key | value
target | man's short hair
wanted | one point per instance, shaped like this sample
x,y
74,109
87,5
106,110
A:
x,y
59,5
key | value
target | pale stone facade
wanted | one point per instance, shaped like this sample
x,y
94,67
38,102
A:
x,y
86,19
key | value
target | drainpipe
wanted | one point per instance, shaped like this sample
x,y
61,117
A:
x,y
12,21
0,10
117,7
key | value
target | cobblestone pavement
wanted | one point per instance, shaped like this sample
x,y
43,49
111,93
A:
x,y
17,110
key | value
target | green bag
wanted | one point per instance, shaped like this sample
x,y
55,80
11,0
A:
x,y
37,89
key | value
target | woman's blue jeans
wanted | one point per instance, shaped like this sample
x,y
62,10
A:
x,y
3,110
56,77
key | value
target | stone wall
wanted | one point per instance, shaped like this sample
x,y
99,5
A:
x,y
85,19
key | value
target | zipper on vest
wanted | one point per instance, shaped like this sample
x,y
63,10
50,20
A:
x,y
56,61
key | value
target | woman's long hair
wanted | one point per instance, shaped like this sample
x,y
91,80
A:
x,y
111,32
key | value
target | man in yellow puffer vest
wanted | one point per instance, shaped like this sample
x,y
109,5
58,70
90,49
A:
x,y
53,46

▶ [Short problem] Return every line of the material exactly.

▶ [Task response]
key | value
target | man's short hair
wanted | one point per instance, shaped like this sample
x,y
74,109
87,5
106,110
A:
x,y
59,5
key | value
target | pale stone facade
wanted | one point per instance, shaped like this sample
x,y
94,67
38,102
A:
x,y
86,19
key | value
target | drainpipe
wanted | one point per instance, shaped like this sample
x,y
61,117
A:
x,y
12,21
0,10
117,7
key | value
target | cobblestone pavement
wanted | one point per instance, shaped like this sample
x,y
43,49
111,93
A:
x,y
17,110
key | value
target | green bag
wanted | one point per instance, shaped like this sample
x,y
55,80
11,0
A:
x,y
37,89
key | value
target | woman's blue jeans
wanted | one point per instance, shaped like this sample
x,y
62,10
A:
x,y
3,110
56,77
key | value
target | stone wall
wanted | one point per instance, shaped like this sample
x,y
99,5
A:
x,y
85,19
key | value
target | zipper on vest
wanted | one point per instance, shaped like this sample
x,y
63,10
50,20
A:
x,y
56,61
key | value
target | woman's long hair
wanted | one point per instance, shaped like this sample
x,y
91,80
A:
x,y
111,32
key | value
target | man in yellow puffer vest
wanted | one point per instance, shaped like this sample
x,y
109,5
58,70
90,49
A:
x,y
53,46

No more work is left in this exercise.